Expo ’67 Passport - 1967

Expo 67 Passport
Organization: McCord Museum
Coordinates: www.mccord-museum.qc.ca
Address: 690 Sherbrooke Street West, Montreal, QC, H3A 1E9
Region: Montreal
Contact: Nora Hague, info(a)mccord.mcgill.ca
Description: (1-2) Small blue booklet full of stamps representing visits to the world pavilions at Expo '67 in Montreal; (3) Souvenir Tea Towel from Expo 67; (4) Expo 67 Wheel used to locate pavilions.
Year made: 1967
Made by: Expo 67
Materials/Medium: Paper
Colours: Blue
Provenance: Quebec
Size: 12 cm high x 9 cm wide
Photos: Courtesy McCord Museum

1967 Passport to the World

Rod MacLeod

In 1967, barely three years after Canada’s new red maple-leaf flag had deeply divided both parliament and public, and in the midst of seemingly mounting terrorist attacks by groups seeking to establish an independent Quebec state, thousands of people in the Montreal area adopted a strikingly flexible form of identity: they acquired passports that would make them, at least for a while, citizens of the world.

TASK LIST:
- 1) Using the Expo 67 passport entry, decide whether each statement is true. Answer yes or no and quote the words from the entry that settle it: (a) The passport measures 12 cm high by 9 cm wide. (b) The passport is made of cloth. (c) The museum's address is on Sherbrooke Street West.
- 2) Print the Expo 67 passport entry between "Expo ’67 Passport" and "to locate pavilions.", inclusive.
- 3) List every object named in the Description line of the Expo 67 passport entry.

(Excerpts from annotation records)

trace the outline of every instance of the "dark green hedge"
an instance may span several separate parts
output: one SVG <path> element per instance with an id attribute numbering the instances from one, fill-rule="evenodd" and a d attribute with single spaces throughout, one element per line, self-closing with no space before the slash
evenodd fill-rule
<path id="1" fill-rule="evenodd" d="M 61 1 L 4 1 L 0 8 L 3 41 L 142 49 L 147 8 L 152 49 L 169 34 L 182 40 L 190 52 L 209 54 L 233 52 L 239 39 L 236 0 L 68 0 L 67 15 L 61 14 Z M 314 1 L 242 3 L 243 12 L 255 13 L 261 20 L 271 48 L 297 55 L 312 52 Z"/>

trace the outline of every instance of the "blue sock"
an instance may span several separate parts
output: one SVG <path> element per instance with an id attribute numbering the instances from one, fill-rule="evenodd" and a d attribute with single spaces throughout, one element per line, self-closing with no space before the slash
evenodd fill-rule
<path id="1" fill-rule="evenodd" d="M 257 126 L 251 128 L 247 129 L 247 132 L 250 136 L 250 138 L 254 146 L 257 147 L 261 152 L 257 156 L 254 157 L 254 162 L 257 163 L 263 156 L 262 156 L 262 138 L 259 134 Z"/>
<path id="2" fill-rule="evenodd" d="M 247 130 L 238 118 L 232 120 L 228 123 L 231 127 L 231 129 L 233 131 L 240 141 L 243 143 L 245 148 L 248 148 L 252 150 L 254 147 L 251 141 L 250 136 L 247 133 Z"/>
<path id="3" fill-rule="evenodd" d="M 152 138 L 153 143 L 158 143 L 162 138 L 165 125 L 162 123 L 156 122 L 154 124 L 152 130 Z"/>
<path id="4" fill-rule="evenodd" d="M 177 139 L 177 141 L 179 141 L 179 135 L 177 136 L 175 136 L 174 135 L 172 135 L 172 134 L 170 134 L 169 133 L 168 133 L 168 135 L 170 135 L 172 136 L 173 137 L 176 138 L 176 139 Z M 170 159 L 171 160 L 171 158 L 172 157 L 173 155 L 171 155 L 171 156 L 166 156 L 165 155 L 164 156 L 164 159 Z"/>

SOLUTIONS TO EACH TASK:
- 1)
(a) Yes: "Size: 12 cm high x 9 cm wide"
(b) No: "Materials/Medium: Paper"
(c) Yes: "690 Sherbrooke Street West"

- 2)
Expo ’67 Passport - 1967

Expo 67 Passport
Organization: McCord Museum
Coordinates: www.mccord-museum.qc.ca
Address: 690 Sherbrooke Street West, Montreal, QC, H3A 1E9
Region: Montreal
Contact: Nora Hague, info(a)mccord.mcgill.ca
Description: (1-2) Small blue booklet full of stamps representing visits to the world pavilions at Expo '67 in Montreal; (3) Souvenir Tea Towel from Expo 67; (4) Expo 67 Wheel used to locate pavilions.

- 3)
- Small blue booklet full of stamps representing visits to the world pavilions at Expo '67 in Montreal
- Souvenir Tea Towel from Expo 67
- Expo 67 Wheel used to locate pavilions